* _Problem details_
An exact copy is needed of each line from the one including "If you would be willing to indicate the rough" through the last line of the entries, both ends counted, with nothing added.

* _Supplied records_
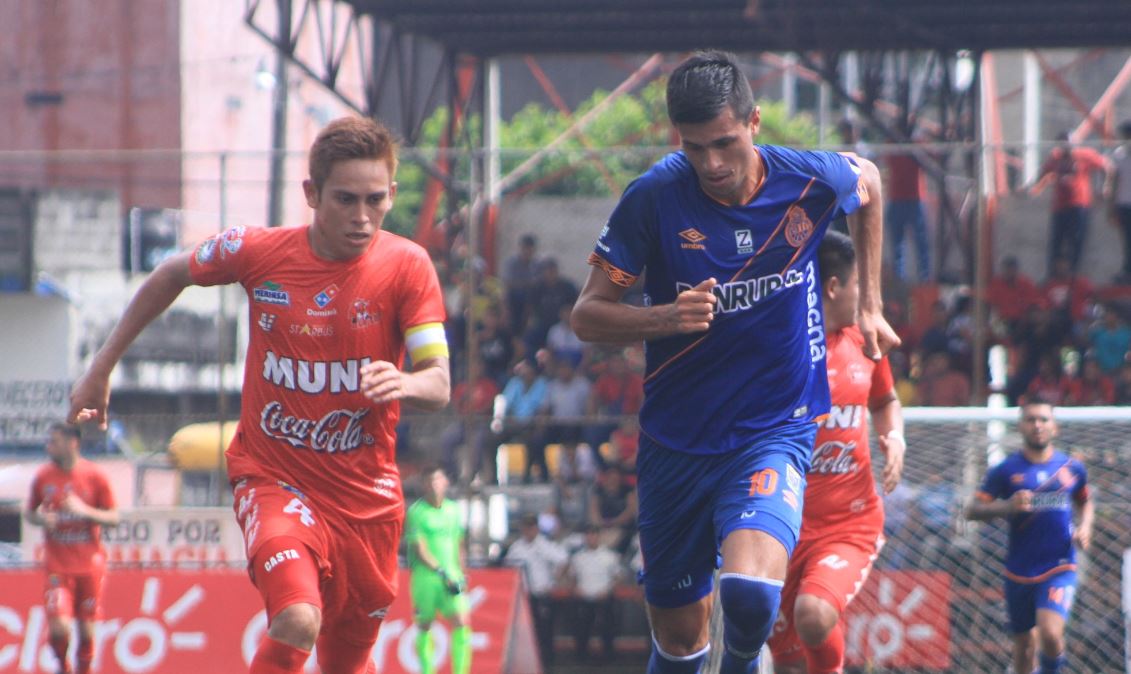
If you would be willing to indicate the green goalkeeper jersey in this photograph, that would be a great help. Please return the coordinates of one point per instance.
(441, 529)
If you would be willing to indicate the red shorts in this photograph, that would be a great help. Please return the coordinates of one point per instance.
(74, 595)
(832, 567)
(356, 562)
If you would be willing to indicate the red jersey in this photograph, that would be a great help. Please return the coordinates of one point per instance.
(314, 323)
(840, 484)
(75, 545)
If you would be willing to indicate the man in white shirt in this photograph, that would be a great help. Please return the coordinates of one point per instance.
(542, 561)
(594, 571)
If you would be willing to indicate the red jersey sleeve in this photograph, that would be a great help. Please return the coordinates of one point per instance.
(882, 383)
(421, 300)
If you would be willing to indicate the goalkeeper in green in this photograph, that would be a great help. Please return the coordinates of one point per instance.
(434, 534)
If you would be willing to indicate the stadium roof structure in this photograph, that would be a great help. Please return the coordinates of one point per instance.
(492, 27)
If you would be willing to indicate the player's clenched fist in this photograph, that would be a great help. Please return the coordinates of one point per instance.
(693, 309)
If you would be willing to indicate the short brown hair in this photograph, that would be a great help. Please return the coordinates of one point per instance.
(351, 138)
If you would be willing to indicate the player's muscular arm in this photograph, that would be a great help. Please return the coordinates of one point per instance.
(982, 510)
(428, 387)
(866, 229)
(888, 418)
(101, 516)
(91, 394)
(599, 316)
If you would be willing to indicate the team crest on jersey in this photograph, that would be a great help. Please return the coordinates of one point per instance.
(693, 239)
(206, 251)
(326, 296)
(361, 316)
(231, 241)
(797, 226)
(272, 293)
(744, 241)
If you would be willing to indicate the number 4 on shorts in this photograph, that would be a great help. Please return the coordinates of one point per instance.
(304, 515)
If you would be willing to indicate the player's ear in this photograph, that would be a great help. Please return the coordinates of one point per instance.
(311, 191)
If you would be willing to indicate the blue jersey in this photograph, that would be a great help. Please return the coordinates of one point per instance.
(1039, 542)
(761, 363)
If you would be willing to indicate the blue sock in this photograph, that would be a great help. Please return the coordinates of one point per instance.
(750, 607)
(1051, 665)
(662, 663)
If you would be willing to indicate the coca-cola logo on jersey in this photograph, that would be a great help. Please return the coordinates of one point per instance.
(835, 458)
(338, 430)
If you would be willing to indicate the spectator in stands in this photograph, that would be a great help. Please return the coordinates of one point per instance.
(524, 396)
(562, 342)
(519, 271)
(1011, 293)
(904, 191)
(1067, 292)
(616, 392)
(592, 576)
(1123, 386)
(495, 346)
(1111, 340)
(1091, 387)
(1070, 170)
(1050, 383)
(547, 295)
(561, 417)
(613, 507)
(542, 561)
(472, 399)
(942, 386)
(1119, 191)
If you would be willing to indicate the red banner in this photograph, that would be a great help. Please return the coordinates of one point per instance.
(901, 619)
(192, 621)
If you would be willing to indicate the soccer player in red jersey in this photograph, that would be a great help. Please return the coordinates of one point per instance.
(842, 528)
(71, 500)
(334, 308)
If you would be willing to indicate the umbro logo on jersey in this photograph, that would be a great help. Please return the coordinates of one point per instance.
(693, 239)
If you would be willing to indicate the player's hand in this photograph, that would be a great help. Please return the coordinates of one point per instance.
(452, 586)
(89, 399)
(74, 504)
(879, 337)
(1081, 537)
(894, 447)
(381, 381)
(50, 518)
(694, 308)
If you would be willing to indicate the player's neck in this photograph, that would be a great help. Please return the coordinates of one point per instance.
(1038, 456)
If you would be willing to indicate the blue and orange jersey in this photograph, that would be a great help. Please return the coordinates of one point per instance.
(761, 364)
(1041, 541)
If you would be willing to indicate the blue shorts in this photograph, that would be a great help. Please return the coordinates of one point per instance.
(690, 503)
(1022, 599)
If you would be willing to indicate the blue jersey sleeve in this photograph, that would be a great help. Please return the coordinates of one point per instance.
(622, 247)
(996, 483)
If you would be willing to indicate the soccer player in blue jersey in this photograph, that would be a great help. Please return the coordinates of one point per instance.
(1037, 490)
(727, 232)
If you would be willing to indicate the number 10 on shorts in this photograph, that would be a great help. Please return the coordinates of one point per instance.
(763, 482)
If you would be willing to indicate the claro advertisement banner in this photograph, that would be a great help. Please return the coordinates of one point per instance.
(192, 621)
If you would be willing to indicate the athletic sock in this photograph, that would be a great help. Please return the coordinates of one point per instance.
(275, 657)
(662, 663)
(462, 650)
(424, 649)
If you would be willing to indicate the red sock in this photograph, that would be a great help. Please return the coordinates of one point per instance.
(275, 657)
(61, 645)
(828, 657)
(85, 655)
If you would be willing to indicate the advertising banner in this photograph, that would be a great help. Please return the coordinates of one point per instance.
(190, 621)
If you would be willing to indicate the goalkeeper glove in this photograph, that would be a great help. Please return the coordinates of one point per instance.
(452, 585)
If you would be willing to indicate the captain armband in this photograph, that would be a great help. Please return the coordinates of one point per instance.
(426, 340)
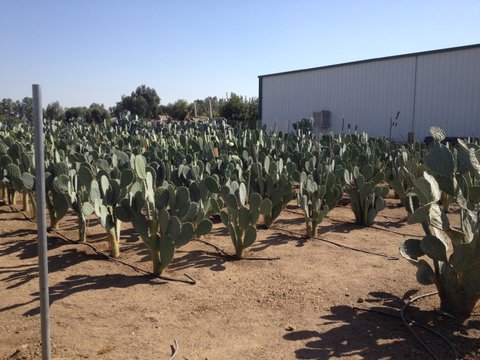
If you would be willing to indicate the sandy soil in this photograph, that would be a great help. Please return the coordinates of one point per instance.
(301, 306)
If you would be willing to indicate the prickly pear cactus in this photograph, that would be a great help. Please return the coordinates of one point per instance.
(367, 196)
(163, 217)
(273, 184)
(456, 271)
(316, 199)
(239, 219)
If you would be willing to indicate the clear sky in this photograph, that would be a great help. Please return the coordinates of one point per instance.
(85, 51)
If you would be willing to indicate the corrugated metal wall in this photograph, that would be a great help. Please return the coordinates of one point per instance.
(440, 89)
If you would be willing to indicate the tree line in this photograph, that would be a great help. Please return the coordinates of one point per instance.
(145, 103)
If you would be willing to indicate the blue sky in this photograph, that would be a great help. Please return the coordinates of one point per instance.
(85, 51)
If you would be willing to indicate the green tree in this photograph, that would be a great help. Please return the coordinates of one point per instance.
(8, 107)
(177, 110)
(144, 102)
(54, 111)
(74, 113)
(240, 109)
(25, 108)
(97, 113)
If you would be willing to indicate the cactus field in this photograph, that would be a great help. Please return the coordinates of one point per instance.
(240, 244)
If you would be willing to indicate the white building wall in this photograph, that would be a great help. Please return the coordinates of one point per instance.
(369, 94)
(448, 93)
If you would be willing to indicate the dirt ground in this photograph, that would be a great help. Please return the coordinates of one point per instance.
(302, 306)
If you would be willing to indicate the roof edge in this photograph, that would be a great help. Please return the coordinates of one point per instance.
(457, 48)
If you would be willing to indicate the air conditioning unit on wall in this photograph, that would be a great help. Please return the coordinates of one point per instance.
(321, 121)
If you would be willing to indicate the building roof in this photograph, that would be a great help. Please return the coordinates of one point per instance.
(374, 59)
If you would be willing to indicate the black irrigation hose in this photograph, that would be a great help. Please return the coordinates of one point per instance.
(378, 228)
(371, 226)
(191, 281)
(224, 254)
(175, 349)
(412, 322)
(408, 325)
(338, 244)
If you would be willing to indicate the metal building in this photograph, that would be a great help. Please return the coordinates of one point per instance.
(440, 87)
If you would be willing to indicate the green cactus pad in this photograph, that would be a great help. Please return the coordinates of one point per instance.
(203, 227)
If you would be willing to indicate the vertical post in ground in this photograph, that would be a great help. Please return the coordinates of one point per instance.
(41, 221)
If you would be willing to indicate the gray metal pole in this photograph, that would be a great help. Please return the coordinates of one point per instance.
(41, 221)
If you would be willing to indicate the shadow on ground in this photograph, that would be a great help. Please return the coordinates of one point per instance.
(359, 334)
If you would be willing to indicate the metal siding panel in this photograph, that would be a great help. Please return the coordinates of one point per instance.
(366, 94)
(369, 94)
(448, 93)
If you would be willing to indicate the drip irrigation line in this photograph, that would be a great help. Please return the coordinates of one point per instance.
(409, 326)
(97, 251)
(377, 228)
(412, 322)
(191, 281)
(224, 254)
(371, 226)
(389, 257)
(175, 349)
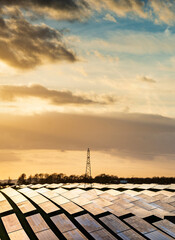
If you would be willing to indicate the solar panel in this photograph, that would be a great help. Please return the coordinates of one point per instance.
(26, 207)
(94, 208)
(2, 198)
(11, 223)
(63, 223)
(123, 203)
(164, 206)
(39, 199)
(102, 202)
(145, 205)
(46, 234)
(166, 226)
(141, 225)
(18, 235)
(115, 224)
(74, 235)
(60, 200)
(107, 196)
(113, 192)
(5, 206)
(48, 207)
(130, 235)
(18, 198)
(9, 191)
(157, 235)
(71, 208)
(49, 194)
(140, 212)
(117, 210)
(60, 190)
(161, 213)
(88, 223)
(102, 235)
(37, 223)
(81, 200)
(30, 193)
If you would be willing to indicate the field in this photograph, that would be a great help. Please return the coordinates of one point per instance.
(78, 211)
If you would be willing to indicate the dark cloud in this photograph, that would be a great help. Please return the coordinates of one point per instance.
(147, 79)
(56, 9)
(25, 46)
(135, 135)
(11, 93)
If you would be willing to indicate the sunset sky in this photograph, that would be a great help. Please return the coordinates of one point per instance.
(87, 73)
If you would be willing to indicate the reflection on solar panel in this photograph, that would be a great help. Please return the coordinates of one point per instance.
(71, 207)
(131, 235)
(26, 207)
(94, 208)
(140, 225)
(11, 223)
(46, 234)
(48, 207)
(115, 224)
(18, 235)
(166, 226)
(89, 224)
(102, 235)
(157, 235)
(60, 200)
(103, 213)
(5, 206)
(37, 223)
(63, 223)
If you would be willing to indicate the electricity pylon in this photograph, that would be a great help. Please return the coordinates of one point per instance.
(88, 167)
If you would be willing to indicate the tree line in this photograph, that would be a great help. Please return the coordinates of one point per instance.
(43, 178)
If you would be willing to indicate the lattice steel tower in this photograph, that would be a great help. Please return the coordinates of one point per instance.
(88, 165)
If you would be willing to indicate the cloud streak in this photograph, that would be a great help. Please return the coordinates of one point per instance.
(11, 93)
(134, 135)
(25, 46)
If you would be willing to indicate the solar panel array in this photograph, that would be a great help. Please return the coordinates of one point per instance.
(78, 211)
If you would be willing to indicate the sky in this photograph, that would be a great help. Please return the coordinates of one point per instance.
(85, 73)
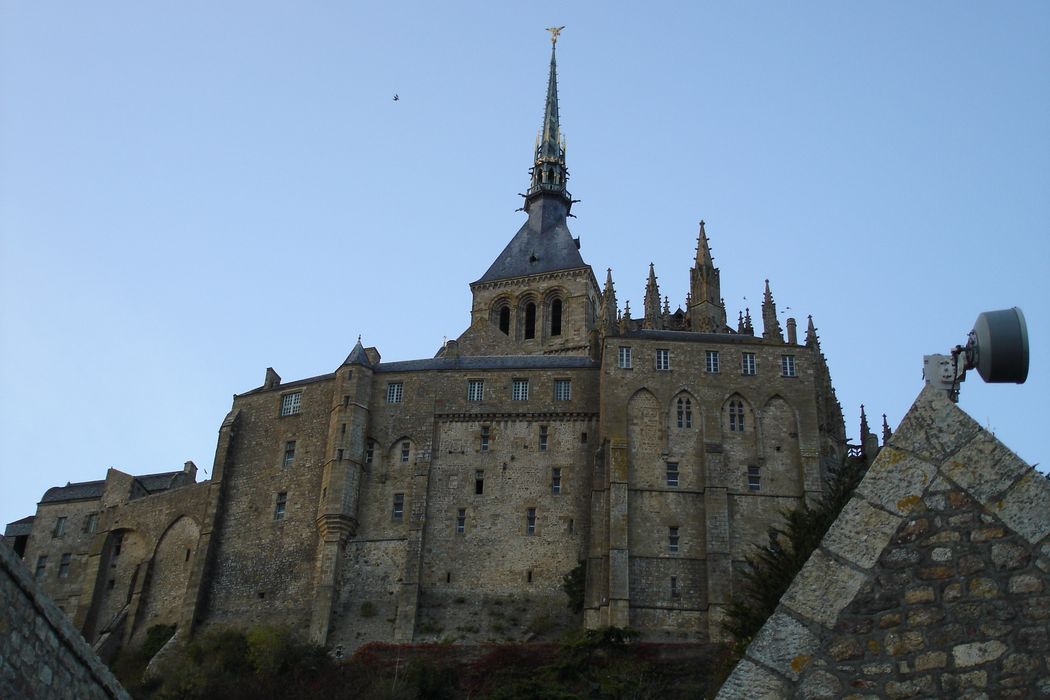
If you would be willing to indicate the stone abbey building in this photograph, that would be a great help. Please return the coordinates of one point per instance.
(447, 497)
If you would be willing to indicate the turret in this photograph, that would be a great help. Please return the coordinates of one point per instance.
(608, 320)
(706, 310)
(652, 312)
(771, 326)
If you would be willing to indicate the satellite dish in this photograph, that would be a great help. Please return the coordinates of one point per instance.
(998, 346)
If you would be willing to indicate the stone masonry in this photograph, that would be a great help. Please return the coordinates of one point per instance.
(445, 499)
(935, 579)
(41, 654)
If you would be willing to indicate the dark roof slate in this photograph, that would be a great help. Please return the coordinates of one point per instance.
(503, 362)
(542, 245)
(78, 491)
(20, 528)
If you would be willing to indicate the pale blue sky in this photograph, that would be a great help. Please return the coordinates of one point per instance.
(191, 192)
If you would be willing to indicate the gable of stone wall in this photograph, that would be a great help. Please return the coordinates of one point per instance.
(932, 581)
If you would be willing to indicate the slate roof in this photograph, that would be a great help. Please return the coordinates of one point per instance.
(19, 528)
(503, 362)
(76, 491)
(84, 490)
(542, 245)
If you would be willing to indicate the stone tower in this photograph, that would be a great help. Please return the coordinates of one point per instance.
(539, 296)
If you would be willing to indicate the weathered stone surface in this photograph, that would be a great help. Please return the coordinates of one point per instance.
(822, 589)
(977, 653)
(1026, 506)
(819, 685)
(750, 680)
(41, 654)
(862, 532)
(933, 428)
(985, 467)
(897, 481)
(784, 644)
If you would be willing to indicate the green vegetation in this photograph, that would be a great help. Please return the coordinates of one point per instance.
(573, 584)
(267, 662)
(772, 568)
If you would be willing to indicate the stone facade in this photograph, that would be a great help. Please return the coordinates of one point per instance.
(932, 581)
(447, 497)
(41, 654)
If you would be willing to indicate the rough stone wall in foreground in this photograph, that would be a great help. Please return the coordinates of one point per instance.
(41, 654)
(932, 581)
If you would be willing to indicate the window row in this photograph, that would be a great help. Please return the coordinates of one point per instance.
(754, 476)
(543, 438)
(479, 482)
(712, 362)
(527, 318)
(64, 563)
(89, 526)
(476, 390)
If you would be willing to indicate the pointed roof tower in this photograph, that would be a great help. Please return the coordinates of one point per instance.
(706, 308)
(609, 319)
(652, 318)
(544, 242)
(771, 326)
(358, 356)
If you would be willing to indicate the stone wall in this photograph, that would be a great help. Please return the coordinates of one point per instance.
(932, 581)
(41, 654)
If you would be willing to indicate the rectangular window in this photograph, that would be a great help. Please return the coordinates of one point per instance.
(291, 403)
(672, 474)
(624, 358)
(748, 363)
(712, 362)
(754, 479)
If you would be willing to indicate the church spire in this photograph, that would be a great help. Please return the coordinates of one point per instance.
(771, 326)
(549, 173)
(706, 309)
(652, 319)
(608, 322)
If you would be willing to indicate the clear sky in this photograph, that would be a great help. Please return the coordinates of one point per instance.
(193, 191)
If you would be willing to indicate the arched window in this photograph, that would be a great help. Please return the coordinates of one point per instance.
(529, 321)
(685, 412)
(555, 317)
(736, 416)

* _Exercise result_
If you would be willing to indicate the rough stone wall in foreground in this photograph, that would be a great help. Please return the coordinates of one point per instance.
(41, 654)
(932, 581)
If you would be willing to indicate the window row in this photograph, that would be a great help. Please return the coordinates of one point per instance.
(754, 476)
(543, 438)
(479, 482)
(712, 362)
(527, 318)
(64, 563)
(89, 526)
(476, 390)
If you would be willing to indicate the pointed roof tower in this photograph, that would be a great help. Please return the coordinates of one point per instance.
(706, 308)
(609, 319)
(652, 318)
(544, 242)
(771, 326)
(358, 356)
If you would be willing to indicate the stone wall in this photograph, that would be a great help. Please return the coordinates of one point per instance.
(932, 581)
(41, 654)
If you would be willing to indicate the rectangular window in this photograph, that would be a great help. Please return the coordinates of one point per instance.
(291, 403)
(672, 474)
(624, 358)
(748, 363)
(712, 362)
(754, 479)
If you would be willing to indicate the church spire in this photograph, that would be a great help. Please return the coordinates of one point per instance.
(771, 326)
(549, 173)
(706, 309)
(652, 319)
(608, 322)
If you would be willing to indicate the clear sky in this photograph, that would be a great help. Please return the coordinates of one point per instance.
(193, 191)
If you would be willing to indicate the arched window in this photograph, that would be a great help. Please return the coordinates of one point per instance.
(529, 321)
(685, 412)
(555, 317)
(736, 416)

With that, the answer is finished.